### WORK TO COMPLETE
[a] Answer these questions from the article on Hong Kong's cross-border quarantine rules, one answer per line:
(i) About how many truck drivers has Hong Kong allowed free access across the border since February?
(ii) Around how many "medical surveillance notices" does the government say it has issued to exempt travellers?
(iii) How many confirmed cases did the Sheung Shui Slaughterhouse reveal?
[b] List every group named in the sentence of the article on Hong Kong's cross-border quarantine rules that begins "Also exempt from quarantine have been".
[c] Pick up the article on Hong Kong's cross-border quarantine rules after its last sentence and continue it.

### TEXT
##############################

The mainland side of the border is tightening quarantine security as Hong Kong battles its “third wave”, banning Hong Kong drivers who live in buildings with confirmed cases or who work at companies with confirmed driver cases.
Those cross-border drivers must wait 14 days from an all-clear in their buildings or companies before they can take a mainland Covid-19 test – and only once that test shows a negative result can they enter Guangdong exempt from quarantine.
Hong Kong, on the other hand, has allowed some 10,000 truck drivers free access across the border since quarantine regulations began in February, citing “persons necessary for the supply of goods or services required for the normal operation of Hong Kong or the daily needs of the people of Hong Kong” as exempt.
“These exemptions are essential to ensure an uninterrupted supply of goods and daily necessities and maintain the economy,” a government spokesman says.
The government says around 290,000 “medical surveillance notices” have been issued to exempt travellers so far, but it stresses that this does not mean 290,000 people are exempt, “as a cross-boundary truck driver commuting daily would have been issued over 10 such notices since the commencement of the arrangement,” the government says.
Also exempt from quarantine have been cross-border coach crews, air and sea crews, government officials, doctors, lawyers, accountants, company directors and even mainland-domiciled staff who work at the Sheung Shui Slaughterhouse: this last exemption has proved controversial after the slaughterhouse revealed five confirmed cases amongst staff and abattoir buyers in the last few days.

##############################

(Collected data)
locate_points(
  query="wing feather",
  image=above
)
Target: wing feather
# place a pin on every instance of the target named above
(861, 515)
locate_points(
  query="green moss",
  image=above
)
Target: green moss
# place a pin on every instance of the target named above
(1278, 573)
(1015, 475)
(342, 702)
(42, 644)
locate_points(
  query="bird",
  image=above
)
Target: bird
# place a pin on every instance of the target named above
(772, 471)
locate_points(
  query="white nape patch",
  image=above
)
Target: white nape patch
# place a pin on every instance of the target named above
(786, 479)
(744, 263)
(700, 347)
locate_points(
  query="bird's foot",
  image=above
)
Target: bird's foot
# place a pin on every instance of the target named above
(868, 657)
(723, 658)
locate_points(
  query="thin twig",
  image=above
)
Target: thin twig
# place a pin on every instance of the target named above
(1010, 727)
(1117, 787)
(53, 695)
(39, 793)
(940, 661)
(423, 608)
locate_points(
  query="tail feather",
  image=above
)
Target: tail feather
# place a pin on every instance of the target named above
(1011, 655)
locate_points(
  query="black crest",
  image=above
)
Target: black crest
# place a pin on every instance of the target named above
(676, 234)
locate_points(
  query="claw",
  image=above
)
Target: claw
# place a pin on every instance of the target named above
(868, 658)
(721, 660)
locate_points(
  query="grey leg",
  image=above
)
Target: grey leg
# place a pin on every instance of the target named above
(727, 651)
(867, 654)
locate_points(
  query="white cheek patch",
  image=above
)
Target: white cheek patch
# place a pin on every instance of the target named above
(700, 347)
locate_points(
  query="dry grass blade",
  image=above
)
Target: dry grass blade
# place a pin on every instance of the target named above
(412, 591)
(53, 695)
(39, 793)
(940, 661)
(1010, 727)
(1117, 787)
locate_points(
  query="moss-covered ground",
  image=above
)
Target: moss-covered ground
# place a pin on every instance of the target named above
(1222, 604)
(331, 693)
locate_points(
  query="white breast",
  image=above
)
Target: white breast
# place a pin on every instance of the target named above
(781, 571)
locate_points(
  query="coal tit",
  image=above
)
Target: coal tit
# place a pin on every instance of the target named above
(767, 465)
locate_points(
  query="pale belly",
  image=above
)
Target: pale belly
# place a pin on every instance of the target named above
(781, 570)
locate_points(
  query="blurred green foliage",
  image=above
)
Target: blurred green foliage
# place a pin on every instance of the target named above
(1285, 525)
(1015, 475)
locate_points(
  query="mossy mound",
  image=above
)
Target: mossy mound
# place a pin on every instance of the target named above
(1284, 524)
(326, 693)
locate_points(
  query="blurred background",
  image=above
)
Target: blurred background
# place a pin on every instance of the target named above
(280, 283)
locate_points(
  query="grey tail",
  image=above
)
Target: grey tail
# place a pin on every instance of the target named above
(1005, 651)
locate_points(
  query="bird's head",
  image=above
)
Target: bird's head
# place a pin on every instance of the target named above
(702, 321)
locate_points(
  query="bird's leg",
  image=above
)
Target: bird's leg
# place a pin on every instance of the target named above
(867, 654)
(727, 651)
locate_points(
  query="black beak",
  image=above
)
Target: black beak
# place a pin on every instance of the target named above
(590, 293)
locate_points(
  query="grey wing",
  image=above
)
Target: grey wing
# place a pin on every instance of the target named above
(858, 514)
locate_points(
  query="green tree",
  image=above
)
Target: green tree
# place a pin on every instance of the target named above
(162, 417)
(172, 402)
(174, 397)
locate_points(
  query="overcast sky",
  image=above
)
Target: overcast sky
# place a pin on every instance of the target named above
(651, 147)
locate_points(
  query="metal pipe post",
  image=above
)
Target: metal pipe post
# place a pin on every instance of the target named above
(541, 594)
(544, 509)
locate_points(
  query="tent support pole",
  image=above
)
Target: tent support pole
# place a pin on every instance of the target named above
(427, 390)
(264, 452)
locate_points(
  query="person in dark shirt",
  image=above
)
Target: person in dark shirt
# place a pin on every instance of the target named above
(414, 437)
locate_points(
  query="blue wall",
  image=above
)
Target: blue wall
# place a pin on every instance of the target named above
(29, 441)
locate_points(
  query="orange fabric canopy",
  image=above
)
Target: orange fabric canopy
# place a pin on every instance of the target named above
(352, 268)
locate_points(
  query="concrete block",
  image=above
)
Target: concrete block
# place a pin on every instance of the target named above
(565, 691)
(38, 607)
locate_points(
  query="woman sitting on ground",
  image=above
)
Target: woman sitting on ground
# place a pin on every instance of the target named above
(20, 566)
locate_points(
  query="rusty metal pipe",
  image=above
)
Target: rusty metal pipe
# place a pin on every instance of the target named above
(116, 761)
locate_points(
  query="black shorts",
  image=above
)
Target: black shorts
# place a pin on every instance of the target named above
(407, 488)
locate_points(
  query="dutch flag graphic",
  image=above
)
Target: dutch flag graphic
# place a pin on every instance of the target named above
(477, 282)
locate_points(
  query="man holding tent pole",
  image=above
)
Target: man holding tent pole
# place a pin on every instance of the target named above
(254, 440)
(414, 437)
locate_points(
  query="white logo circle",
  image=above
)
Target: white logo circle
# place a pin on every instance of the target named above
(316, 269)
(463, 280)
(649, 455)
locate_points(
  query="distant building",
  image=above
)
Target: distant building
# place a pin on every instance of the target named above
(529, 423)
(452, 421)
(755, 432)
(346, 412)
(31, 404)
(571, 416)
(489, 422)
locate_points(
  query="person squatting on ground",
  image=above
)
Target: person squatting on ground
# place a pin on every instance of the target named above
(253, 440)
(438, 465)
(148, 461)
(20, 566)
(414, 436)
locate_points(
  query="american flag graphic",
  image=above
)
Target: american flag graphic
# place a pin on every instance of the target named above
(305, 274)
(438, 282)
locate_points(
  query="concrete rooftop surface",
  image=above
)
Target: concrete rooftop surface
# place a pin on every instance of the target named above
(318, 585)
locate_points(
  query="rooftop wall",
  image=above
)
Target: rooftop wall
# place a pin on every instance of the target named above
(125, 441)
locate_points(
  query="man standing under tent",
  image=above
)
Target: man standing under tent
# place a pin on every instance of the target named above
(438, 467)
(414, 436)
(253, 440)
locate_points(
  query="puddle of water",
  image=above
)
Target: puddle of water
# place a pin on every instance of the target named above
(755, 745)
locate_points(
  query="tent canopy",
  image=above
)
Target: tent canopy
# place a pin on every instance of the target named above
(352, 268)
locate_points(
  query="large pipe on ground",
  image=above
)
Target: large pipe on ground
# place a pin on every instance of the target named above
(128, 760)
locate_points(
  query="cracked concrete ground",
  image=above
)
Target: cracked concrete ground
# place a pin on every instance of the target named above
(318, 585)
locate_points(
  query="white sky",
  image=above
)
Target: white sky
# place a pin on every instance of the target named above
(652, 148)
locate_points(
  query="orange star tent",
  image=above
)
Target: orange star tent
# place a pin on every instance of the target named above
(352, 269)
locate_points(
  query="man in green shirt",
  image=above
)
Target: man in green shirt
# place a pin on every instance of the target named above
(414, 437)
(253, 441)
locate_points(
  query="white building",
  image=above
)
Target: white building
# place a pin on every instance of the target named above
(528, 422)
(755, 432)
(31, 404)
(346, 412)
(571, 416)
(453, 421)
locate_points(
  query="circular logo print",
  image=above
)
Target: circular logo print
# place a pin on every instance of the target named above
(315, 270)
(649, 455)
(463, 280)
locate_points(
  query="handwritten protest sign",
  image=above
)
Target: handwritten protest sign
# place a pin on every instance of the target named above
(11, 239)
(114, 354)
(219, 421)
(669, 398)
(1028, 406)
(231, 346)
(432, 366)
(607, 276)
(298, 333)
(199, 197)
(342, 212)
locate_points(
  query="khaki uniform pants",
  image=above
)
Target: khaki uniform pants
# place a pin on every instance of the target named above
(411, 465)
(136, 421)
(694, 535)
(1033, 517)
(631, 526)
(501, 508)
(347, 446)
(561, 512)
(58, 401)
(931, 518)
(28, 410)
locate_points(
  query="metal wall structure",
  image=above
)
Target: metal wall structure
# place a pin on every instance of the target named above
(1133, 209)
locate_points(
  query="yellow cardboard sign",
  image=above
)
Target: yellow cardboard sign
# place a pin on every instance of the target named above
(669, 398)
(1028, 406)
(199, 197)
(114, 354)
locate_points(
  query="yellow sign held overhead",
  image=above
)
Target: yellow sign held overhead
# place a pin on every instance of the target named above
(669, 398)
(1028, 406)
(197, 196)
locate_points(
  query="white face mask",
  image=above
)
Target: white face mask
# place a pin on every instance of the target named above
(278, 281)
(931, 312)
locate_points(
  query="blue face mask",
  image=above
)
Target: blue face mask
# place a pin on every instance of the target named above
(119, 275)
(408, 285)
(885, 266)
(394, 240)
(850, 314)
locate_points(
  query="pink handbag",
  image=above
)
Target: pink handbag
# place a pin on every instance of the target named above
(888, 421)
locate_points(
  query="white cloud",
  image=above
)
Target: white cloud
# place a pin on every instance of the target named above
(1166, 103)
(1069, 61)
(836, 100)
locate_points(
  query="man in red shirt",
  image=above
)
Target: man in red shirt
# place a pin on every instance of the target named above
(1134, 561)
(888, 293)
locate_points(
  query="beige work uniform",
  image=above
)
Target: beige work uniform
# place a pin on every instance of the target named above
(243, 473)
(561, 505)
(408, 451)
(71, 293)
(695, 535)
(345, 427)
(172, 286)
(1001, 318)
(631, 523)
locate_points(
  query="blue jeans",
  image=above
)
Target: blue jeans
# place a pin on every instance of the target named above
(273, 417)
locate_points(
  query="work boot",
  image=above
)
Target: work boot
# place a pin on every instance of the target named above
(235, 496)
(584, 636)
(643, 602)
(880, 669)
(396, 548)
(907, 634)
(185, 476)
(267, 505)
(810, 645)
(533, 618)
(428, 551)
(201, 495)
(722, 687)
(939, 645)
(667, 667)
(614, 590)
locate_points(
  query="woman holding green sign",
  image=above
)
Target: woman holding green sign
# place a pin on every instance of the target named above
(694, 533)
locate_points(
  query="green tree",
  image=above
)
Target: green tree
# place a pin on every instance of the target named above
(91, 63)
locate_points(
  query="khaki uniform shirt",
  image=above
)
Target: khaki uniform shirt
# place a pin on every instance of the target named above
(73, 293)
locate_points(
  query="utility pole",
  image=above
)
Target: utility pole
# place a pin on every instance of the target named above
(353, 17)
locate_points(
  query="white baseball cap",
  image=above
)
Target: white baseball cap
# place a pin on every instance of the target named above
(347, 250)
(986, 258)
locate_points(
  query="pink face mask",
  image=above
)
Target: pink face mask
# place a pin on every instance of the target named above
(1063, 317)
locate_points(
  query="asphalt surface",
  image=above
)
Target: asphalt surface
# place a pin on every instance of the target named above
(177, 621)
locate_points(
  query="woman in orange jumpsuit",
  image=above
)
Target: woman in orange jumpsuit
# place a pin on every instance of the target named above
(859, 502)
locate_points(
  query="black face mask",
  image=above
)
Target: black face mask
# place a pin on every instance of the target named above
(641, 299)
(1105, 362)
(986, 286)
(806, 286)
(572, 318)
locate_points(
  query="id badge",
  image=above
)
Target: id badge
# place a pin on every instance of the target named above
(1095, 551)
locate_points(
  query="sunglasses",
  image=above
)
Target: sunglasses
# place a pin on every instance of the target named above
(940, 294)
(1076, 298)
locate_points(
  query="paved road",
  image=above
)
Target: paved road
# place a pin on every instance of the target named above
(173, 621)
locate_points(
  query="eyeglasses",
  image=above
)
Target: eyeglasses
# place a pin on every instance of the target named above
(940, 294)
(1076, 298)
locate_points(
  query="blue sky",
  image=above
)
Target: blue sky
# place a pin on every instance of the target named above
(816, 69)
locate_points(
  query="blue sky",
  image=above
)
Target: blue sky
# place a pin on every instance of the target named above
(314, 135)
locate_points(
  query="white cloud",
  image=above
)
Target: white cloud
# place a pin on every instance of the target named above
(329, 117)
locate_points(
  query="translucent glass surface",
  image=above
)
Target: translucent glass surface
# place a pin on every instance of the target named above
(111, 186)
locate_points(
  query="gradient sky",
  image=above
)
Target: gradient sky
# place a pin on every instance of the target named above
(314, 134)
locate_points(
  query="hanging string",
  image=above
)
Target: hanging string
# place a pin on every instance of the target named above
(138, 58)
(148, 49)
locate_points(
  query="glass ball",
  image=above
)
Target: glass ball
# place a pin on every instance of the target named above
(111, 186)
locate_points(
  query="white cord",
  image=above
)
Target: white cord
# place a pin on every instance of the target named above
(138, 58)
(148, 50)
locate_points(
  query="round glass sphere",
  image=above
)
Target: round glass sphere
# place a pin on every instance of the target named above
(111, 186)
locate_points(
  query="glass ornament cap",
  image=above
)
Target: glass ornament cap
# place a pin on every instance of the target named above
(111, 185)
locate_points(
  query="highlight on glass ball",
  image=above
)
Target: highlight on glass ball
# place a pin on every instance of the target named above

##############################

### ANSWERS IN ORDER
[a]
(i) Some 10,000
(ii) Around 290,000
(iii) Five

[b] Cross-border coach crews; air and sea crews; government officials; doctors; lawyers; accountants; company directors; mainland-domiciled staff who work at the Sheung Shui Slaughterhouse

[c]
At the weekend, the government announced it would tighten rules for sailors and air crews, after a sharp rise in the number of confirmed Covid-19 cases caused by asymptomatic crew carriers. Professor David Hui Shu-cheong, a government adviser, called for a suspension of unrestricted travel for the sector and said if quarantine was not imposed, it would “only lead to sustained entry of the virus to the community”.
The government acknowledged the recent increase in the number of confirmed cases of air and sea crews, but says a “wholesale cessation of the exemption arrangement will not be in the public interest” and instead will impose new rules from tomorrow (29 July): airlines and shipping firms will be required to prevent their crew members from mingling in the community and prohibit them from using public transport or face a ban on future exemption. Crews will also be required to obtain a negative test before boarding flights to Hong Kong, or face a test on arrival – with a wait in limbo for the results.
The new rules come as details emerge of a DHL crew member taking The Peak Tram over the weekend, despite the air transport industry pledging to keep exempted staff in self-quarantine.